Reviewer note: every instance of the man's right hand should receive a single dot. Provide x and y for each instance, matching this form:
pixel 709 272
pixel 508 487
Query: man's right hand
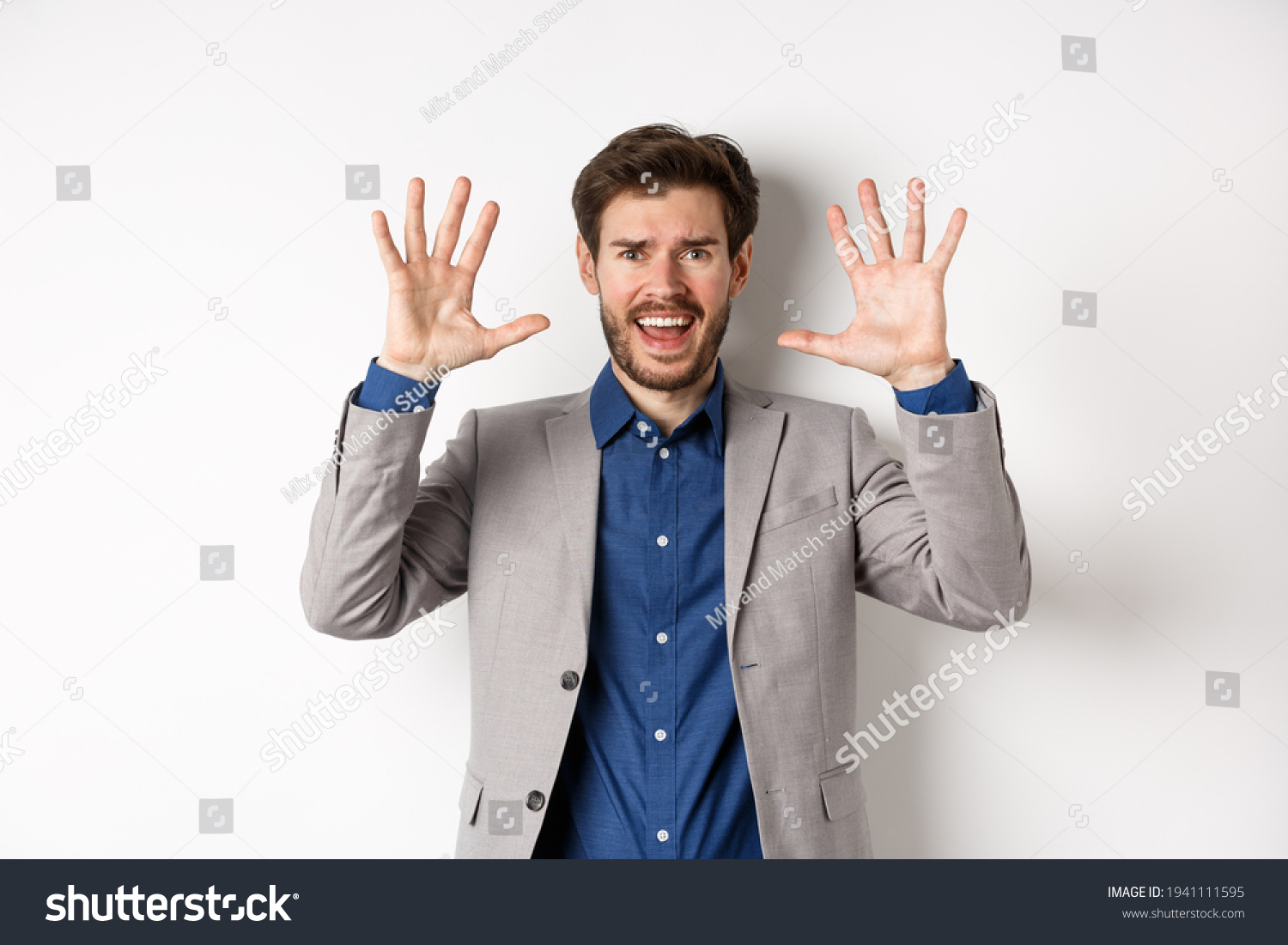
pixel 429 324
--
• **Problem**
Extract the text of every entry above verbatim, line by line, and omit the pictures.

• **Answer**
Reviewer note: every instance of the man's right hand should receive a single dot. Provide x and y for each instance, matching this form:
pixel 709 272
pixel 508 487
Query: man's right hand
pixel 429 324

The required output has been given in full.